◆ **Problem set**
a – In the Spark Structured Streaming text, condense the paragraph beginning "Dataset is a distributed collection of data" into a short bulleted list that keeps its main facts.
b – Please carry on the Spark Structured Streaming text from its last sentence, in the same explanatory style.

◆ **Excerpted text**
>>>
Spark Structured Streaming by Example
Spark Structured Streaming: The idea behind Structured Streaming is to treat a live data stream as a table that is being continuously appended. It is based on Spark SQL, Dataset, and Dataframe replacing RDD and DStream APIs.
Spark SQL is a Spark module for structured data processing.
Dataset is a distributed collection of data. Dataset is a new interface added in Spark 1.6 that provides the benefits of RDDs (strong typing, ability to use powerful lambda functions) with the benefits of Spark SQL’s optimized execution engine.
DataFrame is a Dataset organized into named columns. It is conceptually equivalent to a table in a relational database or a data frame in R/Python
Advantages of using structured streaming: Structured Streaming is a scalable and fault-tolerant stream processing engine built on the Spark SQL engine. You can express your streaming computation the same way you would express a batch computation on static data.
The Spark SQL engine will take care of running it incrementally and continuously and updating the final result as streaming data continues to arrive. You can use the Dataset/DataFrame API in Scala, Python, and R.
<<<
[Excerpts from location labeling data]
>>>
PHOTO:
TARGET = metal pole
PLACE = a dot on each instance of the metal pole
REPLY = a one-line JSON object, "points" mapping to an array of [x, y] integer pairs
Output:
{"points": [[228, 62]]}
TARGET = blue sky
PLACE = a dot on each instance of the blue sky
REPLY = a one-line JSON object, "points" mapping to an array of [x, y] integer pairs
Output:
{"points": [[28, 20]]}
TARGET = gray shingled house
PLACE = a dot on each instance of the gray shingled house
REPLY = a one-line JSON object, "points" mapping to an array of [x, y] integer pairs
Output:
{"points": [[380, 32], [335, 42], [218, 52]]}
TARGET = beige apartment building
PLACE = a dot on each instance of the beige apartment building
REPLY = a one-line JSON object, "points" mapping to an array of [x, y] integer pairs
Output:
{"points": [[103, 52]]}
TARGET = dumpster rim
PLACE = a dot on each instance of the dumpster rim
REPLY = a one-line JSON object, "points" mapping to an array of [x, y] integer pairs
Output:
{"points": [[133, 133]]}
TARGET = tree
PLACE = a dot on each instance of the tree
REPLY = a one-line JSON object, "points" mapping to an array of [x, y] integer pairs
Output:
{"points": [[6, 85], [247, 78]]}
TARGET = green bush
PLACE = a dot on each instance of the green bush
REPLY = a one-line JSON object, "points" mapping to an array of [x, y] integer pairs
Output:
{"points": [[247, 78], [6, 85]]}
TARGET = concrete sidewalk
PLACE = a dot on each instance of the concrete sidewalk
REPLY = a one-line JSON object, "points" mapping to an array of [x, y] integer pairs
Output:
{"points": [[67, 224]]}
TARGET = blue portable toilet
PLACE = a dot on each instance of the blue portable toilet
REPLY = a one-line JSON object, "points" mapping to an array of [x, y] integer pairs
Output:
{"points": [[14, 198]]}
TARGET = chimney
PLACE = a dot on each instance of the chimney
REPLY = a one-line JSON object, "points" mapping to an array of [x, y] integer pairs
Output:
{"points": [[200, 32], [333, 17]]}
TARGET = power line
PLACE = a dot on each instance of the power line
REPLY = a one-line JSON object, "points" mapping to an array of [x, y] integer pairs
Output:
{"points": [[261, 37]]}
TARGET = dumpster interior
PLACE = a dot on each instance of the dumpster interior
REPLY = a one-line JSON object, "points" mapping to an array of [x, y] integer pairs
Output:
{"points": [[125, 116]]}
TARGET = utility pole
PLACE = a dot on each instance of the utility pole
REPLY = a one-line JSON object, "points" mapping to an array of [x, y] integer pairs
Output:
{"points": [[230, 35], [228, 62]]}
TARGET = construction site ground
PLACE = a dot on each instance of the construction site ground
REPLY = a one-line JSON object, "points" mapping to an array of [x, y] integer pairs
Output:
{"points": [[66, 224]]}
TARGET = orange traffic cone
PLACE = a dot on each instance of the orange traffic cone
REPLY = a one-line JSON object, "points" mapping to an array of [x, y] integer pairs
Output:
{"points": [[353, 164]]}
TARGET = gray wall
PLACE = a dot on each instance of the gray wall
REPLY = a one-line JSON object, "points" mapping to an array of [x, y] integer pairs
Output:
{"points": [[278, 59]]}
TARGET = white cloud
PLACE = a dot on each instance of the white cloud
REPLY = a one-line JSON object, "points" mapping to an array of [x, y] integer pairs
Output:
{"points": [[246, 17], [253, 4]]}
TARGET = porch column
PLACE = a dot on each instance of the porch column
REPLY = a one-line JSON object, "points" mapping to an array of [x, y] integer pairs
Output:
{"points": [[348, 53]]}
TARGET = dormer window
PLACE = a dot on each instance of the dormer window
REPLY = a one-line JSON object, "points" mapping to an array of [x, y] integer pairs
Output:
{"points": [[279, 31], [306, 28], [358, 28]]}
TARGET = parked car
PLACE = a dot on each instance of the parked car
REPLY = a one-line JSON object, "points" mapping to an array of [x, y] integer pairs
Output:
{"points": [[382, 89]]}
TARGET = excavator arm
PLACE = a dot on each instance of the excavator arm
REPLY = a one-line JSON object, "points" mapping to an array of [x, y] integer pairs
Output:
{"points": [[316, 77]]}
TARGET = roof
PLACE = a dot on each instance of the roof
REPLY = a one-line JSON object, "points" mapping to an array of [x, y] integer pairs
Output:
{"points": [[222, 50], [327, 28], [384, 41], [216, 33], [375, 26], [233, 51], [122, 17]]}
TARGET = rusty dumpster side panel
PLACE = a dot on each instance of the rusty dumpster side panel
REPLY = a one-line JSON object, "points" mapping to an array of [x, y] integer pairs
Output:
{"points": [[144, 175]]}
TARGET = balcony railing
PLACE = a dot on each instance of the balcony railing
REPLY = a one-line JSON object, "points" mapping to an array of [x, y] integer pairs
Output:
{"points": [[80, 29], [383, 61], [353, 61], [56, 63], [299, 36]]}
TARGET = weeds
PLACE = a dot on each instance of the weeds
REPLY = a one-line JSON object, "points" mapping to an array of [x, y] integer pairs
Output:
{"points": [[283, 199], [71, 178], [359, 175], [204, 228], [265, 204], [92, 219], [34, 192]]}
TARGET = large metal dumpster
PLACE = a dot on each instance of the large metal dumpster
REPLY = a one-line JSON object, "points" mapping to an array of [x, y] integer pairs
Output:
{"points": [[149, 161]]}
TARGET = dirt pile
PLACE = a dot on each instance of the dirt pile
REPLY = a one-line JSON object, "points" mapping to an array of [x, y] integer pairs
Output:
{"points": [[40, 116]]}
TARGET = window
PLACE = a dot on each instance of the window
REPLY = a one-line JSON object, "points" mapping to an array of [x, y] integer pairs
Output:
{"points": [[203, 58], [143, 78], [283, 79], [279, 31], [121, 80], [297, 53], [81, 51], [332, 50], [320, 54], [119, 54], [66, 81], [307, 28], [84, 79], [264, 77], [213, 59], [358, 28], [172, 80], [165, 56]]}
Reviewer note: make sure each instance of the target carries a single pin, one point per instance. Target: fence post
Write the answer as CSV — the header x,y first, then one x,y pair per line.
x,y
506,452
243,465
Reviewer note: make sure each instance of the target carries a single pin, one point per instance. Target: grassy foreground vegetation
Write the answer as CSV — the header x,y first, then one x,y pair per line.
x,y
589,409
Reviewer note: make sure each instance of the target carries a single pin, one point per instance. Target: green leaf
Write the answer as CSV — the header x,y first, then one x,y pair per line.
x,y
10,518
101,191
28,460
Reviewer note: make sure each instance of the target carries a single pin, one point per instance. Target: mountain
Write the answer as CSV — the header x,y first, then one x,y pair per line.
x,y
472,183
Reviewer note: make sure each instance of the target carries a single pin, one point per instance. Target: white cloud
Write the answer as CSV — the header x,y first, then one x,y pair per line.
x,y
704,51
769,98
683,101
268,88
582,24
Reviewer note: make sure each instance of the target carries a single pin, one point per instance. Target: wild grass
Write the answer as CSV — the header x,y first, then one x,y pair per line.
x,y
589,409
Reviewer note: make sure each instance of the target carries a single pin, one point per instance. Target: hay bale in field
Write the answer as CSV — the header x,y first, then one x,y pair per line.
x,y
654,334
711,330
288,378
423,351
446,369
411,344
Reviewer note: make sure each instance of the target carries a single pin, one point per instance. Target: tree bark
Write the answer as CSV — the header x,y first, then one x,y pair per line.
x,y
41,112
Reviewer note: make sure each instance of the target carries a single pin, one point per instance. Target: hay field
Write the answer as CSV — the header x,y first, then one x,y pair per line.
<<<
◆ **Responses**
a –
- A Dataset is a distributed collection of data.
- It is an interface introduced in Spark 1.6.
- It combines the benefits of RDDs (strong typing and powerful lambda functions) with Spark SQL's optimized execution engine.

b –
Spark SQL lets Spark programmers leverage the benefits of relational processing (e.g., declarative queries and optimized storage), and lets SQL users call complex analytics libraries in Spark (e.g., machine learning).
Key Differentiator:
The primary difference between the computation models of Spark SQL and Spark Core is the relational framework for ingesting, querying and persisting (semi)structured data using relational queries (structured queries) that can be expressed in SQL (like features of HiveQL) and the high-level SQL-like functional declarative Dataset API (aka Structured Query DSL).
Example in Python:
Steps 1 > Read JSON file 2 >Print Structure 3>Use Dataframe to display contents
from pyspark.sql import SQLContext
sqlContext = SQLContext(sc)
# Create the DataFrame
df = sqlContext.read.json("examples/src/resources/reference.json")
# Show the content of the DataFrame
df.show()
## age name
## null Judy
## 30 Andy
## 19 Mindy
# Print the schema in a tree format
df.printSchema()
## root
## |-- age: long (nullable = true)
## |-- name: string (nullable = true)
# Select only the "name" column
df.select("name").show()
## name
## Judy
## Andy
## Mindy
# Select everybody, but increment the age by 1
df.select(df['name'], df['age'] + 1).show()
## name (age + 1)
## Judy null
## Andy 31
## Mindy 20
# Select people older than 21
df.filter(df['age'] > 21).show()
## age name
## 30 Andy
# Count people by age
df.groupBy("age").count().show()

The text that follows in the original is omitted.